Task: Give every line of the data again, exactly as it is written.

Given information:
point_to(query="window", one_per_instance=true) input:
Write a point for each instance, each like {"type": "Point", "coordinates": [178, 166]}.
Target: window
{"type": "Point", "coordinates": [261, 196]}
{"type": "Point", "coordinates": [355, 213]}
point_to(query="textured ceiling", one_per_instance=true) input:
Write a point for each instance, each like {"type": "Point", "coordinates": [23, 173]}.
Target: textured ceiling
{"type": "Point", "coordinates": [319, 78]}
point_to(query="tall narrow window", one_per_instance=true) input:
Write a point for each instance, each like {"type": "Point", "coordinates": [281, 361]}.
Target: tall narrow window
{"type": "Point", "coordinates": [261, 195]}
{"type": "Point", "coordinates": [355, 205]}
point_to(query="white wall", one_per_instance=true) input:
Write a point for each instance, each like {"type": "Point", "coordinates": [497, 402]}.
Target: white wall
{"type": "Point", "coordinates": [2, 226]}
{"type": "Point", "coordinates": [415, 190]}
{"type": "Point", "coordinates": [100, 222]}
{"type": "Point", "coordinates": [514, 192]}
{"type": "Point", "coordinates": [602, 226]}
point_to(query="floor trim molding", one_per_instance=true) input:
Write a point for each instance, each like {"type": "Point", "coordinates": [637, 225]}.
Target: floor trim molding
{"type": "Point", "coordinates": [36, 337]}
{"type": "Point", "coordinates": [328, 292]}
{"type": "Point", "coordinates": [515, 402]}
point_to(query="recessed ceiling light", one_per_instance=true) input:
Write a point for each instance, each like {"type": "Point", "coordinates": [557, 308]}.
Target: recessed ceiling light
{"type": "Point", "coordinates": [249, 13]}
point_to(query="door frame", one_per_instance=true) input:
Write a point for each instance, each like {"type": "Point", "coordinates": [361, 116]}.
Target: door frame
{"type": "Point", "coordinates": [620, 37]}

Output of the exercise:
point_to(query="window", one_per_instance=true) input:
Write a point for each instance, each like {"type": "Point", "coordinates": [178, 166]}.
Target: window
{"type": "Point", "coordinates": [261, 196]}
{"type": "Point", "coordinates": [355, 213]}
point_to(query="textured ceiling", one_per_instance=true) input:
Write a point for each instance, each like {"type": "Point", "coordinates": [23, 173]}.
Target: textured ceiling
{"type": "Point", "coordinates": [319, 78]}
point_to(query="tall narrow window", one_per_instance=true) input:
Write a point for each instance, each like {"type": "Point", "coordinates": [281, 361]}.
Target: tall narrow window
{"type": "Point", "coordinates": [261, 195]}
{"type": "Point", "coordinates": [355, 205]}
point_to(query="white wall", one_per_instance=true) input:
Write a point for each instance, each like {"type": "Point", "coordinates": [497, 402]}.
Target: white wall
{"type": "Point", "coordinates": [2, 226]}
{"type": "Point", "coordinates": [415, 190]}
{"type": "Point", "coordinates": [100, 222]}
{"type": "Point", "coordinates": [514, 192]}
{"type": "Point", "coordinates": [602, 226]}
point_to(query="floor trim molding", one_per_instance=true) input:
Write a point for each instance, each like {"type": "Point", "coordinates": [637, 225]}.
Target: floor trim molding
{"type": "Point", "coordinates": [36, 337]}
{"type": "Point", "coordinates": [328, 292]}
{"type": "Point", "coordinates": [515, 402]}
point_to(query="recessed ceiling light", one_per_instance=true) input:
Write a point for each instance, each like {"type": "Point", "coordinates": [557, 308]}.
Target: recessed ceiling light
{"type": "Point", "coordinates": [249, 13]}
point_to(query="door frame", one_per_instance=true) input:
Write a point for each instance, each like {"type": "Point", "coordinates": [361, 116]}.
Target: door frame
{"type": "Point", "coordinates": [620, 37]}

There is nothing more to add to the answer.